» **Gegevensset**:

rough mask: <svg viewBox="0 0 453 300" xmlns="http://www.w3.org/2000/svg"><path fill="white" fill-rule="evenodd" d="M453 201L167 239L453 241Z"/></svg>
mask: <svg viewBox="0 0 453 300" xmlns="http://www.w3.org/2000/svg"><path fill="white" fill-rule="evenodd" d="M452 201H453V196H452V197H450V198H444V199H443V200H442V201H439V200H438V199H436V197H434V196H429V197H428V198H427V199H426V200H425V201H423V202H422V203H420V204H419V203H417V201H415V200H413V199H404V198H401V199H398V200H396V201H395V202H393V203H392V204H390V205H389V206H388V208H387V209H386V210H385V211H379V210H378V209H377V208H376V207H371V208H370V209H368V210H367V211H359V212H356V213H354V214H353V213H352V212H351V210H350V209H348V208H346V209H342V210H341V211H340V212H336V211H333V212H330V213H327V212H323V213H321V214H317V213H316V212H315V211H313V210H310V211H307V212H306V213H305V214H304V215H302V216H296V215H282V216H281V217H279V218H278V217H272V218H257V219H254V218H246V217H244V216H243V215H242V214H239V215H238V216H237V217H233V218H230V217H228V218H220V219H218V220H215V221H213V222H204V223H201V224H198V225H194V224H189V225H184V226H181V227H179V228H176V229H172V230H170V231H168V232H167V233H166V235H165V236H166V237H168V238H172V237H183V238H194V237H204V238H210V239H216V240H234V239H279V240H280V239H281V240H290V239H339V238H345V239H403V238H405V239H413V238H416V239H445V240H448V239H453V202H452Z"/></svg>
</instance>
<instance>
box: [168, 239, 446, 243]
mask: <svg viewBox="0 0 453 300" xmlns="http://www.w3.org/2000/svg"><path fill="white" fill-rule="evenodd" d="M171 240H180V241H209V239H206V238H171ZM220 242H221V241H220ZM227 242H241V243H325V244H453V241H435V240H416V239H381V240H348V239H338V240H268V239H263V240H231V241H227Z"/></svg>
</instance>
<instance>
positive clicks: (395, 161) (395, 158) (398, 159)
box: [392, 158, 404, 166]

» **Te volgen instructies**: Neem alle bovenstaande items woordelijk en zonder enige wijziging over.

» **Uitgevoerde opdracht**:
rough mask: <svg viewBox="0 0 453 300" xmlns="http://www.w3.org/2000/svg"><path fill="white" fill-rule="evenodd" d="M453 201L167 239L453 241Z"/></svg>
mask: <svg viewBox="0 0 453 300" xmlns="http://www.w3.org/2000/svg"><path fill="white" fill-rule="evenodd" d="M452 201H453V196H452V197H450V198H444V199H443V200H442V201H439V200H438V199H436V197H434V196H429V197H428V198H427V199H426V200H425V201H423V202H422V203H420V204H419V203H417V201H415V200H413V199H404V198H401V199H398V200H396V201H395V202H393V203H392V204H390V205H389V206H388V208H387V209H386V210H385V211H379V210H378V209H377V208H376V207H371V208H370V209H368V210H367V211H359V212H356V213H354V214H353V213H352V212H351V210H350V209H348V208H346V209H342V210H341V211H340V212H336V211H333V212H330V213H327V212H323V213H321V214H317V213H316V212H315V211H313V210H310V211H307V212H306V213H305V214H304V215H302V216H296V215H282V216H281V217H279V218H278V217H272V218H257V219H254V218H246V217H244V216H243V215H242V214H239V215H238V216H237V217H233V218H230V217H228V218H220V219H218V220H215V221H213V222H204V223H201V224H198V225H194V224H189V225H184V226H181V227H179V228H176V229H172V230H170V231H168V232H167V233H166V235H165V236H166V237H168V238H172V237H183V238H194V237H204V238H210V239H216V240H234V239H279V240H280V239H281V240H290V239H339V238H345V239H403V238H405V239H413V238H416V239H445V240H448V239H453V202H452Z"/></svg>
</instance>
<instance>
box: [168, 239, 446, 243]
mask: <svg viewBox="0 0 453 300" xmlns="http://www.w3.org/2000/svg"><path fill="white" fill-rule="evenodd" d="M171 240H180V241H209V239H206V238H171ZM220 242H221V241H220ZM227 242H241V243H325V244H453V241H435V240H416V239H381V240H348V239H338V240H268V239H263V240H231V241H227Z"/></svg>
</instance>
<instance>
positive clicks: (395, 161) (395, 158) (398, 159)
box: [392, 158, 404, 166]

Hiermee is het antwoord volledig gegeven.